### Data for review ###

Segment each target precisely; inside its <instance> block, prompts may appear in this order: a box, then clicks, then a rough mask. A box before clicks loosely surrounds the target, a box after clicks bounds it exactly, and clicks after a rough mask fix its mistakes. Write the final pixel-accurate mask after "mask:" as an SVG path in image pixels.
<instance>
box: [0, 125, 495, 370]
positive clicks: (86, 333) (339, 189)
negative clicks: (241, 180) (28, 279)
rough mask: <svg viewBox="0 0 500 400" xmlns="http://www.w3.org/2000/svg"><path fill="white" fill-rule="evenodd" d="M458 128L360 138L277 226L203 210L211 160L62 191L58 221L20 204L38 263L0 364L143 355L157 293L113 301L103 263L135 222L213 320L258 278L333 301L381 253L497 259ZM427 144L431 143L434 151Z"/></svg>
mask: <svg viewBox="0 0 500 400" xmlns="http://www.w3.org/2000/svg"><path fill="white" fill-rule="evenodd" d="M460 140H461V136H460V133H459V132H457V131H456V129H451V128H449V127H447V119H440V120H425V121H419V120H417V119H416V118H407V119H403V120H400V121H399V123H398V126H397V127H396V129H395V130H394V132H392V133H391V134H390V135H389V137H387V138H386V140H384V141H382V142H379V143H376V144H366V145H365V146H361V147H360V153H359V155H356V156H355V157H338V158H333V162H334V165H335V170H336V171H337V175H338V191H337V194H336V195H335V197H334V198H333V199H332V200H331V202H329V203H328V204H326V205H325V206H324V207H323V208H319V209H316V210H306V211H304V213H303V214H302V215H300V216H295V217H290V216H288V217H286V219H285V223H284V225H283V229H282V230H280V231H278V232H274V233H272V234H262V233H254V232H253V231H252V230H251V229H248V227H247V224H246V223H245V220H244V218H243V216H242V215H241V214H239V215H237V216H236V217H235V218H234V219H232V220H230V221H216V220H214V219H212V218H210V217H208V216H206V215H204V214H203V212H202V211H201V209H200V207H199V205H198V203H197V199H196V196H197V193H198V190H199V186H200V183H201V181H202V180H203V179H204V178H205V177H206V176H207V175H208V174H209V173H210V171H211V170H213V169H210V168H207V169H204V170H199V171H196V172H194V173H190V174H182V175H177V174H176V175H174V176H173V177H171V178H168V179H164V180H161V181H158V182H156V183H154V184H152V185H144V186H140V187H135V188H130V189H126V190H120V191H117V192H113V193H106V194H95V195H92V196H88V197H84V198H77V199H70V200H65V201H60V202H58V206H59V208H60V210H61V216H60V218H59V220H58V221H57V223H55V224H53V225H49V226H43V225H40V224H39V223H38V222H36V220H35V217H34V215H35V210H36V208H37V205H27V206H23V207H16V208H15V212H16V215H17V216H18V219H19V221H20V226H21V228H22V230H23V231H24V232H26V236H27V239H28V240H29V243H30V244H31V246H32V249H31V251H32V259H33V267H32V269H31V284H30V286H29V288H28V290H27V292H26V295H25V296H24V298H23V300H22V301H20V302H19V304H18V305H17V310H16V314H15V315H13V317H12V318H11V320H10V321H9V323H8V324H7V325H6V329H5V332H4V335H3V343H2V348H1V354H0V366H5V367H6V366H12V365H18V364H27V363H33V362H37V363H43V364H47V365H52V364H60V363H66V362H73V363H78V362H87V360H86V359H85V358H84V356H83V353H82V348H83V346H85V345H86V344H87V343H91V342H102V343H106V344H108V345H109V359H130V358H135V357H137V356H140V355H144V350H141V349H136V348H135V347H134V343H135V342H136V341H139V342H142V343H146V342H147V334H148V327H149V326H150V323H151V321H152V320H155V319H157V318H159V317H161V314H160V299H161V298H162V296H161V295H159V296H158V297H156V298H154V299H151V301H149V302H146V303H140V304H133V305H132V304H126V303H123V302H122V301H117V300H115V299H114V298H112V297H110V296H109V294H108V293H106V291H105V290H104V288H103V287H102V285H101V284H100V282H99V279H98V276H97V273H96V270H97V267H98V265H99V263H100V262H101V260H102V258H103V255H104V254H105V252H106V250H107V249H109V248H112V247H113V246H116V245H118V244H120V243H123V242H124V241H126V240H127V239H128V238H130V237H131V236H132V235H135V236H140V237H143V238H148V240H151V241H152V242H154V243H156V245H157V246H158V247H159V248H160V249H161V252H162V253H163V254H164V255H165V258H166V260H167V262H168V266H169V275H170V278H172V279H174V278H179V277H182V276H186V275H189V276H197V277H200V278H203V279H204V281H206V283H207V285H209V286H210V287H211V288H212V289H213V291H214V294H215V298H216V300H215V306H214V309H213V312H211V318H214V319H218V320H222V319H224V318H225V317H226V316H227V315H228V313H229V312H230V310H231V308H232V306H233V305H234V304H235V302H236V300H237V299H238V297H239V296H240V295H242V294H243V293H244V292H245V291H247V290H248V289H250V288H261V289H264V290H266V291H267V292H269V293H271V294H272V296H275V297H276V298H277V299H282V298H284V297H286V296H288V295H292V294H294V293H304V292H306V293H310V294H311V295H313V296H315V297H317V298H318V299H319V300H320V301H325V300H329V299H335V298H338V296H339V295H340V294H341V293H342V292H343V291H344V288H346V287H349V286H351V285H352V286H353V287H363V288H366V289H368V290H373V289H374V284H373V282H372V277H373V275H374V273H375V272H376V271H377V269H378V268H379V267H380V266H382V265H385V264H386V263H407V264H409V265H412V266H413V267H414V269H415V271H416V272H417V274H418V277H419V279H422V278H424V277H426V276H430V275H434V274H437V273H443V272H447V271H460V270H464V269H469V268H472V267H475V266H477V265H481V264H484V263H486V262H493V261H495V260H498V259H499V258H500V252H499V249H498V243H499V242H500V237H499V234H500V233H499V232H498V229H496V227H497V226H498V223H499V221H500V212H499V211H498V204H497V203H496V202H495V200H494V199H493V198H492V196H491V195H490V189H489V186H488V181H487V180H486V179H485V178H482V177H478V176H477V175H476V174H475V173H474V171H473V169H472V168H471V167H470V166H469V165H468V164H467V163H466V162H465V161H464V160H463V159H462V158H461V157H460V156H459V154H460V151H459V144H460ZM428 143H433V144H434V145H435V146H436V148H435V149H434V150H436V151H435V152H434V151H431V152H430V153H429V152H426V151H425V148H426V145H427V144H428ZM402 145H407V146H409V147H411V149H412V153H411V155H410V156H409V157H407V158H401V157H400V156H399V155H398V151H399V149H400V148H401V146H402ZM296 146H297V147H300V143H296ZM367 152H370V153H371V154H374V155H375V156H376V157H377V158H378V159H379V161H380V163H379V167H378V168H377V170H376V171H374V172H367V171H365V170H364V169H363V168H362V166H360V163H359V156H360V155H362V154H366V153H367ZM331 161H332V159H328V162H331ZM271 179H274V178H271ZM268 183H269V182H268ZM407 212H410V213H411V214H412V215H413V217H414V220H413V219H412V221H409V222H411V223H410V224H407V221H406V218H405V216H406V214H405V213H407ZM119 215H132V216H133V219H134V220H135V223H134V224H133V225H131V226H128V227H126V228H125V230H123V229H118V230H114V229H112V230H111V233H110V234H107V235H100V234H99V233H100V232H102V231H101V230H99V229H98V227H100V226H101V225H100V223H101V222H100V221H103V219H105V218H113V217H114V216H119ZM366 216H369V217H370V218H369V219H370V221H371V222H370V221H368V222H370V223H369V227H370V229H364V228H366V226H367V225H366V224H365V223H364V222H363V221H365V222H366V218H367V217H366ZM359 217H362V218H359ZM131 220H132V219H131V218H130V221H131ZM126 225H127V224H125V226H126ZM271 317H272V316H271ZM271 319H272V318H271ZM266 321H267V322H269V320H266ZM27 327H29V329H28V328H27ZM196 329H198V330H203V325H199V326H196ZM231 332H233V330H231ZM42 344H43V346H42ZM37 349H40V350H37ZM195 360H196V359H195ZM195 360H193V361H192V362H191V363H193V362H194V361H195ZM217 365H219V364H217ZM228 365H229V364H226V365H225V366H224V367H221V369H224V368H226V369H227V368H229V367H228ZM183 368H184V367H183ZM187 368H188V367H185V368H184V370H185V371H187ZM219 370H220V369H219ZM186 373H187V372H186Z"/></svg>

###

* Task objective
Quote the lines from the start of the data through the line holding "rough mask: <svg", both ends included.

* Exercise output
Segment each target precisely; inside its <instance> block, prompts may appear in this order: a box, then clicks, then a rough mask. A box before clicks loosely surrounds the target, a box after clicks bounds it exactly, and clicks after a rough mask fix its mistakes. Write the final pixel-accurate mask after "mask:" as an SVG path in image pixels.
<instance>
box: [0, 125, 495, 370]
positive clicks: (86, 333) (339, 189)
negative clicks: (241, 180) (28, 279)
rough mask: <svg viewBox="0 0 500 400" xmlns="http://www.w3.org/2000/svg"><path fill="white" fill-rule="evenodd" d="M458 128L360 138L277 226L203 210L211 160L62 191L58 221L20 204L38 263L0 364L143 355L157 293L113 301L103 263L135 222L213 320L258 278L333 301L381 253L497 259ZM427 144L431 143L434 151Z"/></svg>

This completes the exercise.